▶ [Exercise brief] Arrange the lines of the items below, from the line with "Please place a point on the rock in" up to and including the line with "column 939, row 453", as a numbered list with any blank lines left out.
START
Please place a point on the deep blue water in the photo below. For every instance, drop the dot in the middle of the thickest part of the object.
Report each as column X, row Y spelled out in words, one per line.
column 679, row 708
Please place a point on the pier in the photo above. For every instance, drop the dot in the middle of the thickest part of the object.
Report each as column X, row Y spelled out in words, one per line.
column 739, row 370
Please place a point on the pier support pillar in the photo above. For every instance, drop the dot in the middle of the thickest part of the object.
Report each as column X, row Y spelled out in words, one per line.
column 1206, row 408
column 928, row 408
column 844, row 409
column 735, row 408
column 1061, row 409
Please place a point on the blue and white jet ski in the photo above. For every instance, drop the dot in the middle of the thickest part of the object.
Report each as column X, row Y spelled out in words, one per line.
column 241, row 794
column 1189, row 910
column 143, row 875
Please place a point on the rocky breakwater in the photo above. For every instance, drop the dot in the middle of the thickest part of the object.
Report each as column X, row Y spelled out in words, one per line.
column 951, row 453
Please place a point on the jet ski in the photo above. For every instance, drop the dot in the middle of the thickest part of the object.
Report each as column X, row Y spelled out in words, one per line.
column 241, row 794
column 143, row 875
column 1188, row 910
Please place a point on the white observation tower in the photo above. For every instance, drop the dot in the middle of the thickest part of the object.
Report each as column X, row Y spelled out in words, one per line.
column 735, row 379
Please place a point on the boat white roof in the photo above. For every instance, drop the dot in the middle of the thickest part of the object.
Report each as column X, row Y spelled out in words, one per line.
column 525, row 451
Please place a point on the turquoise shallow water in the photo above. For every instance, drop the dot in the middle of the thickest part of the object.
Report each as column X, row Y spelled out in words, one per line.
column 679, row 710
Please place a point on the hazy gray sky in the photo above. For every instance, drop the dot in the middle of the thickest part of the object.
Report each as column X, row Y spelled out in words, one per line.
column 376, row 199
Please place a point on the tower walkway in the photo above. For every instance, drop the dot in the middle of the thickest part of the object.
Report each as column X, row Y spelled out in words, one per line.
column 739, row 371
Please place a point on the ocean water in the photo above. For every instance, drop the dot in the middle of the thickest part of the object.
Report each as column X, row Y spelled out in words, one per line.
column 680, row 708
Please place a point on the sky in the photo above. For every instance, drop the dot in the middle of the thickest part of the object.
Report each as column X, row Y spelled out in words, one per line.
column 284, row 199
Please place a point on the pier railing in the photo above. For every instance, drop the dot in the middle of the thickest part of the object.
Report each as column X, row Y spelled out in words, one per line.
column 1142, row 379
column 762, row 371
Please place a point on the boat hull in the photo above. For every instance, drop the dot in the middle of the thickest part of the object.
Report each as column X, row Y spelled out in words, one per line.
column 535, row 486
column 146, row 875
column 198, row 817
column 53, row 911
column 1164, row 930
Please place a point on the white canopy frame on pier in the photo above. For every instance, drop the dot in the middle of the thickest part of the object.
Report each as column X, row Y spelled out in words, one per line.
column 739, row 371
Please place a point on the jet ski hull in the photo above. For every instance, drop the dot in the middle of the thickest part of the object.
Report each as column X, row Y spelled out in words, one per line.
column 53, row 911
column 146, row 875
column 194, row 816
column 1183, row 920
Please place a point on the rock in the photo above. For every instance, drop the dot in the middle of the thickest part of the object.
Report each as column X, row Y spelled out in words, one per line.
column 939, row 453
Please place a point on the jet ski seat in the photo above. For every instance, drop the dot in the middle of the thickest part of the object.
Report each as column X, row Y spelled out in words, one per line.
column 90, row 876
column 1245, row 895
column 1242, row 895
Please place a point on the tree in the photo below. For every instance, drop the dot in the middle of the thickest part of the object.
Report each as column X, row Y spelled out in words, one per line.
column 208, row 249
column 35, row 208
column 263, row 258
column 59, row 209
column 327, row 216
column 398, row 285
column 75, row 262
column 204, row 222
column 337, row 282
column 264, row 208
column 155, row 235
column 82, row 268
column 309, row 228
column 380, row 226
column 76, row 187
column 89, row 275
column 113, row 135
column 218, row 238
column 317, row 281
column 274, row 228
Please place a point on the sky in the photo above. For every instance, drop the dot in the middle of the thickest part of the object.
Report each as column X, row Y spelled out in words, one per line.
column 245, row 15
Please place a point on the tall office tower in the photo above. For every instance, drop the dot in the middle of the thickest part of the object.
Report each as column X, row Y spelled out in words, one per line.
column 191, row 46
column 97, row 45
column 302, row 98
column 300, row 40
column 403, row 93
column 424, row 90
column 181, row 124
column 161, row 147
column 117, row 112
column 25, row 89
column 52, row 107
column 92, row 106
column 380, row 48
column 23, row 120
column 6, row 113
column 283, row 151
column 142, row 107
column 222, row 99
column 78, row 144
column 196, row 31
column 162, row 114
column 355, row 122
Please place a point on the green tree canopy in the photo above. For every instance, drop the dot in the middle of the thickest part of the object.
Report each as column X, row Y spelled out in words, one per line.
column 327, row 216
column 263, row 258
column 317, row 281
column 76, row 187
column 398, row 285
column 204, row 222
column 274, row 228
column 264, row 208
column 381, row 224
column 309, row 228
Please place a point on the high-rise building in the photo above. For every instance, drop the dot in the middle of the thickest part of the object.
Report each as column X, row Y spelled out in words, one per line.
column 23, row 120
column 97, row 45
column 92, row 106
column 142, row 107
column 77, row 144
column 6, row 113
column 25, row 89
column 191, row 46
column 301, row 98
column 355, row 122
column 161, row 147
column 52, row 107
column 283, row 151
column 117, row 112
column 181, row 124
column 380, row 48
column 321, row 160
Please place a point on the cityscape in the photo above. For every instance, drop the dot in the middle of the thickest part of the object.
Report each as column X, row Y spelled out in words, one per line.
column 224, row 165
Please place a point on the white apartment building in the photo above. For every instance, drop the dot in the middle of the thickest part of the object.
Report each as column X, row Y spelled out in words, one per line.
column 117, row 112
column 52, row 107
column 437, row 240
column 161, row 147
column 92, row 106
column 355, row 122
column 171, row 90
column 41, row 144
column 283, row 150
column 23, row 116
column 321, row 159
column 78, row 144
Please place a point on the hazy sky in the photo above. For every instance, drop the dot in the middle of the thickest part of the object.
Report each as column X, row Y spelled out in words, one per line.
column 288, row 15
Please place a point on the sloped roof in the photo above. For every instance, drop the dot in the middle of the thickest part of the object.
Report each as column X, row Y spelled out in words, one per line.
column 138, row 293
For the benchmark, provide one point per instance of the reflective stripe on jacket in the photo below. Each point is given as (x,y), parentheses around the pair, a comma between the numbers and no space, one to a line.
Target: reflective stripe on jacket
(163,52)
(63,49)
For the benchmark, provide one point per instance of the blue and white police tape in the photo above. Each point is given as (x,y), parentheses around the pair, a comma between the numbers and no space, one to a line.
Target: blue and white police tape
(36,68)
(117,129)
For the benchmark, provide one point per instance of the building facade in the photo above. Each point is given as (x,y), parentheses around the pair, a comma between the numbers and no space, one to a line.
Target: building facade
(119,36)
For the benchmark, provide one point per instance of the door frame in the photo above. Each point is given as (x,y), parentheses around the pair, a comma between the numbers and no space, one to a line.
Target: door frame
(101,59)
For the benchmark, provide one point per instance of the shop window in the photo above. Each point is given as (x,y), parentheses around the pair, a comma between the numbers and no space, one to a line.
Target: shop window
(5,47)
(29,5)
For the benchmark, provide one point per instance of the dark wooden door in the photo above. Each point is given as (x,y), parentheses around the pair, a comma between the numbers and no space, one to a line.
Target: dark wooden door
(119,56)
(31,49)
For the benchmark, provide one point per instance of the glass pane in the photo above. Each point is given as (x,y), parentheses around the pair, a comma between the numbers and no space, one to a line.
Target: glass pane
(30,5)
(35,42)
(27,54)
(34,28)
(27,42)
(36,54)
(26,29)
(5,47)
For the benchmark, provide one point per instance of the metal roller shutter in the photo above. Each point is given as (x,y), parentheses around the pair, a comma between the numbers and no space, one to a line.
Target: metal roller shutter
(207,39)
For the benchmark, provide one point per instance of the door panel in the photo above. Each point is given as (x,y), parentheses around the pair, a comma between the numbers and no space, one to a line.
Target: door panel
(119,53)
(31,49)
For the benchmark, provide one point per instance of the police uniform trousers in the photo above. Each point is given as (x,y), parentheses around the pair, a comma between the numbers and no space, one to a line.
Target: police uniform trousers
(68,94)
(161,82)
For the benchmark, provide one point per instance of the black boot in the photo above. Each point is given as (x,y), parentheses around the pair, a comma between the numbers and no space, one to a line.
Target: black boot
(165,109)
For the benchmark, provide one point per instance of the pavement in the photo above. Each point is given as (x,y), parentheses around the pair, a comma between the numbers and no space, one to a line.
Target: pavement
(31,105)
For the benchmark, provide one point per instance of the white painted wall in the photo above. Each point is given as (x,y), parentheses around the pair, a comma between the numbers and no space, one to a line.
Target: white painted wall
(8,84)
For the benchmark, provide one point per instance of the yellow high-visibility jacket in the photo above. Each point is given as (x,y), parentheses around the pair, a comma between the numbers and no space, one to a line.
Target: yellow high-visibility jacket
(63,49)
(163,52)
END
▶ [Answer]
1. Please place a point on the rock in the photo above. For every instance, drop the dot in the middle of the thickest part of the object.
2. Report each as column X, row Y spelled out in words, one per line.
3. column 939, row 453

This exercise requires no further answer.